:: DATA ::

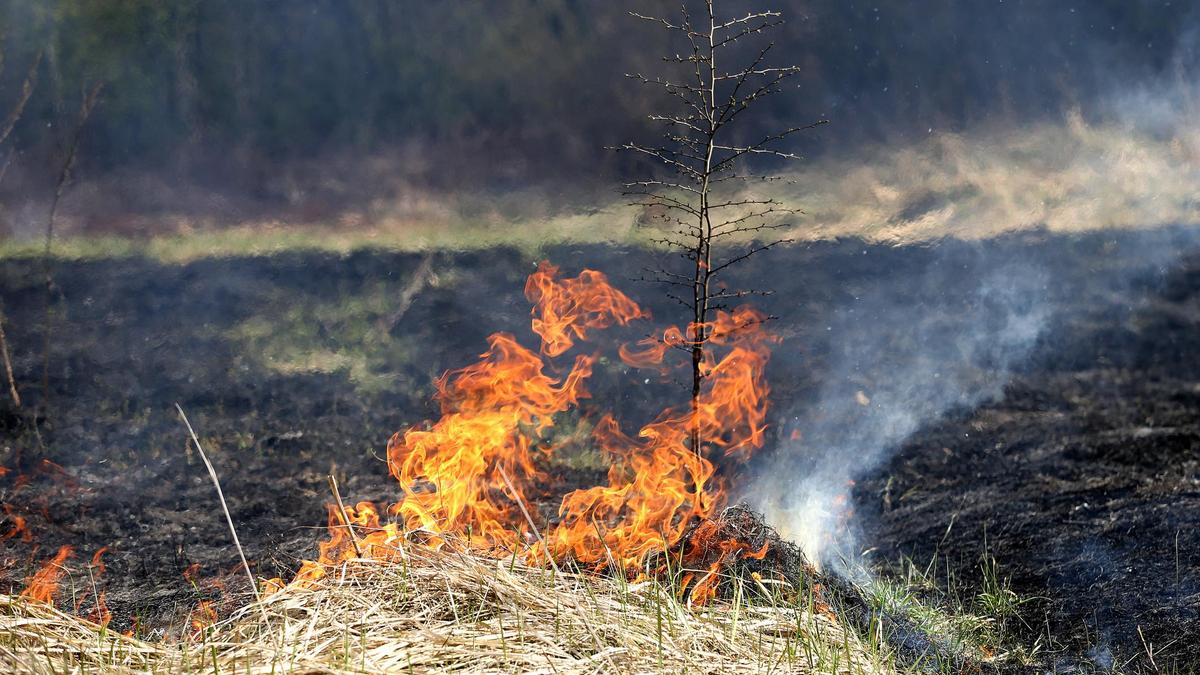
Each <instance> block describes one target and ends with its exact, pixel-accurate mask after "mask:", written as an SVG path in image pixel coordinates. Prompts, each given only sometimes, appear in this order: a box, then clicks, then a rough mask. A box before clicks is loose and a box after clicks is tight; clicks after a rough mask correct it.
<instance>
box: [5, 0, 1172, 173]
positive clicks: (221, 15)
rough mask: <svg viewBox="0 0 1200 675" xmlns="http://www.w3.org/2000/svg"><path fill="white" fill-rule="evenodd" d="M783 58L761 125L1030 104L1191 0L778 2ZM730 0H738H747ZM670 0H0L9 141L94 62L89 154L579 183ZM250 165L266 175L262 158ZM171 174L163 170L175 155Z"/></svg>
mask: <svg viewBox="0 0 1200 675" xmlns="http://www.w3.org/2000/svg"><path fill="white" fill-rule="evenodd" d="M767 5H769V6H774V7H775V8H779V10H781V11H784V12H785V17H786V18H787V22H788V23H787V24H786V26H785V28H784V30H782V31H781V32H778V34H776V41H778V44H776V52H778V53H776V54H775V61H776V62H791V64H799V65H802V66H804V68H805V74H804V77H803V78H799V79H797V82H799V83H800V86H799V88H798V89H797V90H794V91H792V90H788V91H787V92H785V95H782V96H776V97H775V100H774V101H773V103H772V104H770V106H768V107H764V108H763V110H764V112H766V115H767V117H769V118H772V119H769V120H764V124H769V125H770V126H779V124H780V123H781V121H782V123H784V124H798V123H805V121H810V120H814V119H818V118H828V119H830V120H832V121H833V123H834V124H833V125H830V126H829V127H826V129H824V130H822V131H820V132H817V135H816V136H817V138H816V139H812V138H810V139H808V141H802V143H804V144H809V145H810V147H806V148H804V149H805V150H806V151H809V153H814V151H822V149H828V148H845V147H847V145H851V144H853V143H858V142H863V141H877V139H892V138H895V137H905V136H912V135H917V133H925V132H926V131H928V130H929V129H936V130H955V129H962V127H965V126H970V125H972V124H978V123H980V121H984V120H992V119H1000V120H1008V121H1016V123H1019V121H1024V120H1028V119H1031V118H1037V117H1040V115H1046V114H1054V113H1056V112H1057V110H1060V109H1062V108H1064V107H1074V106H1078V104H1084V106H1085V108H1086V103H1087V102H1088V101H1091V100H1093V98H1094V97H1096V96H1098V95H1100V94H1103V92H1104V91H1105V90H1106V89H1108V88H1110V86H1111V85H1112V84H1114V83H1116V82H1127V80H1134V79H1136V78H1145V77H1157V76H1160V74H1163V73H1164V72H1168V71H1170V68H1172V67H1177V66H1176V61H1177V59H1178V58H1180V54H1181V52H1183V50H1184V47H1186V43H1187V41H1188V40H1192V38H1193V37H1194V31H1189V29H1188V26H1189V25H1194V24H1195V22H1194V19H1195V16H1194V11H1193V10H1192V4H1190V2H1182V1H1174V2H1172V1H1166V0H1140V1H1132V0H1079V1H1069V0H912V1H902V2H901V1H886V0H878V1H874V2H864V1H857V0H854V1H852V0H780V1H778V2H774V4H767ZM761 6H762V2H746V1H744V0H732V1H728V2H726V4H725V5H724V8H725V10H724V11H725V12H727V13H728V14H731V16H732V14H736V13H738V12H744V11H746V10H748V8H752V7H761ZM676 8H677V2H676V1H673V0H619V1H612V2H610V1H600V0H452V1H437V2H434V1H427V0H176V1H163V0H0V22H2V32H4V35H5V68H4V73H2V76H0V85H2V89H0V113H6V112H7V104H8V101H11V100H12V98H13V97H14V96H16V95H17V91H18V90H19V86H20V82H22V79H23V78H24V76H25V72H26V68H28V65H29V64H30V62H31V61H32V60H34V58H35V55H36V54H37V53H40V52H44V59H43V61H42V65H41V67H40V68H38V89H37V91H36V92H35V96H34V97H32V100H31V102H30V104H29V108H28V109H26V112H25V115H24V119H23V120H22V121H20V124H19V126H18V127H17V130H16V131H14V133H13V137H12V138H11V139H10V142H8V143H10V144H11V145H12V148H14V149H17V151H18V153H19V155H18V159H19V161H18V162H17V163H24V165H25V166H26V168H28V167H36V166H37V165H38V162H44V161H49V157H52V156H53V151H54V149H55V148H56V147H58V145H59V144H61V137H62V136H64V135H65V133H66V127H68V126H70V121H68V120H71V119H72V117H73V115H74V113H76V109H77V107H78V100H79V97H80V91H82V90H83V89H84V88H86V86H88V85H89V83H92V82H95V80H103V82H104V83H107V86H106V92H104V96H103V100H102V103H101V106H100V108H98V109H97V112H96V114H95V117H94V119H92V120H91V121H90V123H89V125H90V127H89V133H88V135H86V145H85V149H84V155H83V157H84V160H83V161H84V162H85V163H86V167H88V169H89V171H92V172H109V173H112V172H118V171H157V172H162V171H169V172H178V175H180V177H184V178H187V179H190V180H217V179H218V178H220V179H232V177H238V178H236V180H239V181H241V183H244V184H246V185H247V186H250V187H251V189H253V184H254V183H256V175H259V174H262V173H264V172H269V171H274V169H270V168H263V167H278V166H286V165H288V163H294V162H304V161H311V160H322V159H328V157H334V156H340V157H346V156H350V157H361V156H372V155H377V154H386V153H401V154H402V156H406V157H409V159H410V160H412V162H413V163H414V165H420V166H414V167H410V169H412V173H413V174H414V175H424V177H425V178H426V179H428V180H432V181H442V183H448V181H451V180H481V181H486V183H490V184H492V185H499V186H504V185H514V184H522V183H527V181H536V180H540V179H545V178H548V177H562V175H581V177H584V178H586V179H588V180H592V179H596V178H601V177H604V175H611V174H612V173H613V172H617V173H628V172H629V171H631V169H632V168H634V167H630V166H628V165H620V163H619V162H622V161H624V160H620V159H618V157H613V156H610V155H608V154H606V153H605V151H604V147H605V145H607V144H612V143H616V142H618V141H622V139H626V138H630V137H637V136H638V135H642V133H646V130H647V129H649V125H647V123H646V120H644V115H646V113H648V112H650V110H652V109H654V108H655V107H656V106H659V104H661V101H655V100H653V98H650V95H652V92H650V91H647V90H643V89H642V88H640V86H638V85H637V84H636V83H634V82H630V80H628V79H626V78H624V77H623V74H624V73H626V72H631V71H638V70H640V71H646V72H656V71H658V72H661V68H662V67H664V65H662V64H661V61H659V56H660V55H662V54H664V53H666V52H668V50H674V49H679V48H680V47H679V46H678V44H668V43H667V42H666V34H665V32H662V31H660V30H656V29H654V28H653V26H649V25H646V24H643V23H641V22H637V20H635V19H632V18H630V17H628V16H626V12H628V11H630V10H637V11H641V12H644V13H670V12H673V11H676ZM256 172H258V173H256ZM173 175H176V174H173Z"/></svg>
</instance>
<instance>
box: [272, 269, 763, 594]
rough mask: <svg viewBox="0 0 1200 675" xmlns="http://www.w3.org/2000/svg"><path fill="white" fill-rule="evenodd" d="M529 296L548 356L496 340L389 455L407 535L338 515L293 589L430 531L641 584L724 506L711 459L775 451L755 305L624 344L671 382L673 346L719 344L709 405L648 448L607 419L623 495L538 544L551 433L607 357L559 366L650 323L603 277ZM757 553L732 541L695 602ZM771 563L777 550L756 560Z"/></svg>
mask: <svg viewBox="0 0 1200 675" xmlns="http://www.w3.org/2000/svg"><path fill="white" fill-rule="evenodd" d="M526 297H527V298H528V299H529V300H530V301H532V303H533V304H534V307H533V319H532V327H533V330H534V333H536V334H538V335H539V336H540V337H541V348H540V351H539V352H534V351H530V350H528V348H526V347H523V346H522V345H520V344H518V342H517V340H516V337H514V336H512V335H509V334H504V333H496V334H493V335H491V336H490V337H488V350H487V351H486V352H484V353H482V354H481V356H480V360H479V363H476V364H474V365H469V366H467V368H462V369H458V370H452V371H449V372H446V374H445V375H443V376H442V377H440V378H438V380H437V382H436V387H437V394H436V400H437V401H438V402H439V406H440V410H442V417H440V419H438V420H437V422H433V423H426V424H425V425H420V426H414V428H410V429H408V430H406V431H402V432H398V434H396V435H395V436H392V437H391V440H390V441H389V443H388V468H389V472H390V473H391V474H392V476H394V477H395V478H396V479H397V480H398V482H400V486H401V490H402V492H403V495H402V497H401V500H400V501H398V502H396V503H394V504H391V506H390V507H389V509H388V513H389V514H390V515H392V516H396V518H397V519H398V521H400V522H386V524H385V522H383V520H382V518H380V515H379V512H378V510H377V508H376V507H374V506H373V504H371V503H368V502H361V503H359V504H355V506H354V507H352V508H347V509H346V512H347V513H346V516H344V518H343V516H342V514H341V509H340V508H336V507H332V506H330V507H329V526H330V539H329V540H328V542H324V543H322V544H320V555H319V556H318V560H317V561H306V562H305V563H304V565H302V567H301V568H300V571H299V572H298V574H296V577H295V578H294V580H293V584H294V585H300V586H304V585H307V584H310V583H312V581H314V580H317V579H320V578H322V577H324V575H325V574H326V568H328V567H329V566H331V565H336V563H340V562H342V561H346V560H350V558H352V557H356V556H362V557H371V558H390V557H394V556H397V555H398V554H397V549H396V542H398V540H400V539H401V538H402V537H403V534H404V533H403V532H402V531H401V526H402V527H403V528H404V531H408V532H412V531H419V532H421V533H422V534H421V536H422V537H424V540H426V542H427V543H430V544H431V545H442V544H443V543H444V540H445V538H444V536H445V534H454V536H455V538H456V539H460V540H464V542H466V543H467V545H470V546H474V548H478V549H484V550H492V551H497V552H502V551H509V552H517V551H521V550H524V551H526V555H527V556H528V557H529V558H530V560H538V558H539V557H540V556H544V555H546V554H548V555H551V556H553V557H556V558H568V557H570V558H574V560H576V561H577V562H581V563H586V565H589V566H592V567H594V568H596V569H601V568H614V569H617V571H622V572H624V573H626V574H629V575H636V574H637V573H638V572H640V571H641V569H642V567H643V565H644V563H646V561H647V560H648V558H649V557H650V556H653V555H655V554H659V552H662V551H665V550H667V549H670V548H672V546H674V545H677V544H678V543H679V542H680V539H682V538H683V537H684V536H685V533H686V532H688V531H689V530H690V528H691V527H692V525H694V524H695V522H696V521H697V520H702V519H706V518H708V516H709V515H710V514H712V513H713V510H714V509H715V508H718V507H719V506H721V504H722V503H724V501H725V490H724V485H722V482H721V480H720V478H719V477H718V476H716V465H715V464H714V460H713V459H712V458H714V456H718V458H720V461H731V462H737V461H743V460H745V459H746V458H749V456H750V454H751V453H752V452H754V450H755V449H757V448H760V447H762V444H763V442H764V430H766V408H767V394H768V388H767V383H766V378H764V375H763V371H764V368H766V364H767V359H768V358H769V356H770V345H773V344H774V342H775V341H776V337H775V336H774V335H772V334H770V333H768V331H767V330H764V328H763V323H764V321H766V316H764V315H762V313H761V312H758V311H756V310H754V309H750V307H740V309H737V310H733V311H718V312H715V316H714V318H713V321H712V322H709V323H707V324H704V325H696V324H691V325H688V327H686V331H685V330H683V329H680V328H678V327H670V328H667V329H666V330H665V331H664V333H662V335H661V337H653V339H648V340H643V341H641V342H638V344H637V346H636V347H631V346H622V347H620V350H619V356H620V358H622V360H624V362H625V363H626V364H629V365H634V366H636V368H655V369H659V370H662V371H666V370H668V369H670V368H671V365H670V364H667V363H665V362H666V356H667V353H668V352H670V351H671V348H672V347H682V348H684V350H690V347H691V345H692V342H689V341H688V339H685V337H684V335H685V334H686V335H694V336H695V335H706V337H704V348H706V360H704V362H703V363H702V372H703V376H704V380H703V386H702V389H701V395H700V400H698V402H697V404H696V405H695V406H688V407H685V408H667V410H664V411H662V412H661V413H660V414H659V416H658V417H656V418H655V419H654V420H653V422H652V423H649V424H647V425H644V426H643V428H642V429H641V430H640V431H638V432H637V436H636V437H630V436H628V435H626V434H625V432H623V431H622V429H620V424H619V423H618V420H617V419H616V418H614V417H612V416H611V414H602V416H601V417H599V422H596V424H595V425H594V429H593V432H592V438H593V441H594V443H595V444H596V447H598V448H599V449H600V450H601V452H602V453H604V454H605V456H607V458H608V459H610V460H611V467H610V471H608V480H607V483H608V484H607V485H598V486H594V488H588V489H583V490H576V491H572V492H570V494H566V495H565V496H563V498H562V503H560V506H559V509H558V519H557V521H553V522H544V524H541V525H540V526H536V528H538V531H539V533H540V534H542V536H544V538H540V539H539V540H536V542H534V538H535V533H534V532H533V527H532V526H530V524H529V522H528V521H529V520H530V519H532V518H533V516H532V515H530V514H529V513H528V509H527V506H528V504H529V503H530V501H529V500H528V498H527V494H534V495H536V496H539V497H542V496H545V490H544V489H545V485H546V482H547V478H548V477H547V476H546V473H545V472H544V471H542V468H540V466H541V465H542V464H544V461H545V460H546V459H548V458H550V456H552V455H553V454H554V452H556V450H557V449H558V447H557V446H556V443H557V441H556V440H554V438H553V434H552V432H551V431H552V429H553V428H554V425H556V419H557V418H559V417H560V416H563V414H565V413H568V412H570V411H572V410H575V408H578V407H580V406H581V402H582V401H584V400H586V399H588V398H589V396H588V393H587V390H586V389H584V387H583V384H584V382H586V381H587V378H588V377H590V375H592V371H593V366H594V365H595V363H596V359H598V357H596V356H577V357H575V360H574V363H572V364H571V366H570V368H569V369H568V370H566V372H565V375H563V374H562V371H559V370H556V369H554V368H553V366H552V365H550V364H547V362H546V360H545V358H554V357H559V356H563V354H564V353H565V352H568V351H569V350H570V348H572V347H574V346H575V345H576V344H577V342H578V341H583V340H587V339H588V337H589V335H590V333H592V331H594V330H599V329H605V328H610V327H612V325H626V324H629V323H630V322H631V321H635V319H640V318H648V317H649V312H647V311H644V310H643V309H642V307H640V306H638V305H637V304H636V303H634V301H632V300H631V299H630V298H629V297H626V295H625V294H623V293H622V292H620V291H618V289H616V288H614V287H612V286H611V285H610V283H608V280H607V277H606V276H605V275H604V274H601V273H599V271H594V270H583V271H582V273H581V274H580V275H578V276H577V277H574V279H563V277H560V276H559V270H558V268H556V267H554V265H551V264H550V263H545V262H544V263H541V264H540V265H539V268H538V270H536V271H535V273H534V274H533V275H530V276H529V279H528V282H527V283H526ZM694 431H696V432H698V437H700V438H701V440H702V442H701V447H698V448H692V447H690V444H691V436H692V432H694ZM703 534H704V536H706V537H712V533H708V532H706V533H703ZM712 545H713V544H712V543H710V542H709V543H706V544H704V546H712ZM749 548H750V546H749V545H746V544H743V543H740V542H737V540H732V539H731V540H728V542H721V543H719V544H716V550H718V551H719V554H718V555H716V556H715V560H714V556H713V555H710V552H709V549H707V548H706V549H704V551H703V554H704V555H703V556H701V557H703V560H704V561H706V563H707V565H709V573H708V574H707V575H706V577H704V579H702V580H701V581H700V583H698V584H697V585H696V586H695V587H694V589H692V592H691V598H692V601H694V602H704V601H707V599H709V598H712V596H713V593H715V584H716V574H715V572H716V571H718V569H719V567H720V566H721V565H722V563H725V562H726V561H728V560H731V558H732V557H734V556H738V555H746V551H748V550H749ZM763 554H766V549H763V550H762V551H761V552H758V554H754V552H751V555H763ZM689 555H691V554H689ZM697 555H698V554H697ZM685 557H688V556H685ZM697 560H698V558H697ZM281 587H283V583H282V580H278V579H272V580H269V581H266V583H265V584H264V591H266V592H272V591H275V590H277V589H281Z"/></svg>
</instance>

:::

WORK INSTRUCTION.
The first line of the listing through the line with "positive clicks: (221, 15)": repeat exactly that span and nothing more, skipping pictures.

EXERCISE SOLUTION.
Each <instance> block describes one target and ends with its exact, pixel-accurate mask after "mask:", written as an SVG path in image pixel coordinates. Prompts, each given only sometimes, appear in this order: a box, then clicks, then a rough mask. A box before clicks is loose and a box after clicks is tight; clicks after a rough mask correct it.
<instance>
box: [5, 0, 1172, 173]
positive clicks: (221, 15)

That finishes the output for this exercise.